**YOUR ASSIGNMENT**
Start at the line below containing "One marker for each instance of the spiky" and stop at the line containing "One marker for each instance of the pink". Repeat every line of that stretch exactly, and nothing outside it.
--- START ---
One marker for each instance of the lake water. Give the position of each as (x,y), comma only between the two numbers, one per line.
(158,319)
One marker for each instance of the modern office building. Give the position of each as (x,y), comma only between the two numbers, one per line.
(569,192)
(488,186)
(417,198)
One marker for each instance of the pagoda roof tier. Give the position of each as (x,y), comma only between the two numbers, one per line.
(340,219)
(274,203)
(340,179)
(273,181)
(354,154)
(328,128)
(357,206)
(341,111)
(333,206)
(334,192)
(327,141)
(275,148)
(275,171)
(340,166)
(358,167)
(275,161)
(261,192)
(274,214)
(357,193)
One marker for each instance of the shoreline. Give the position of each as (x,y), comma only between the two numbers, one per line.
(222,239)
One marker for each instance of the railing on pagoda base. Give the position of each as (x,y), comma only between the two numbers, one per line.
--- END ---
--- START ---
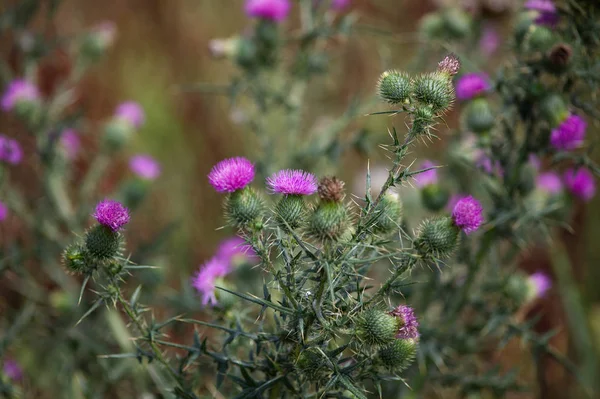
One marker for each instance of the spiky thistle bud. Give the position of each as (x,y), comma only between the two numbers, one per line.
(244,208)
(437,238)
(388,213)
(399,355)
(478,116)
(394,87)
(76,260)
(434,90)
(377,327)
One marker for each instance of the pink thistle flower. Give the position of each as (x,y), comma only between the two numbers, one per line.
--- END ---
**TASK SOLUTION**
One marker for each instance of the spiky thistle bud. Give the position of each as (x,y), comma only between the two numbers, one per line.
(244,208)
(437,238)
(388,213)
(399,355)
(478,116)
(394,87)
(76,260)
(434,90)
(377,327)
One marker for each instance of the pink thistle flower. Give the position of each as (x,y), comma only between the two numbers, one per line.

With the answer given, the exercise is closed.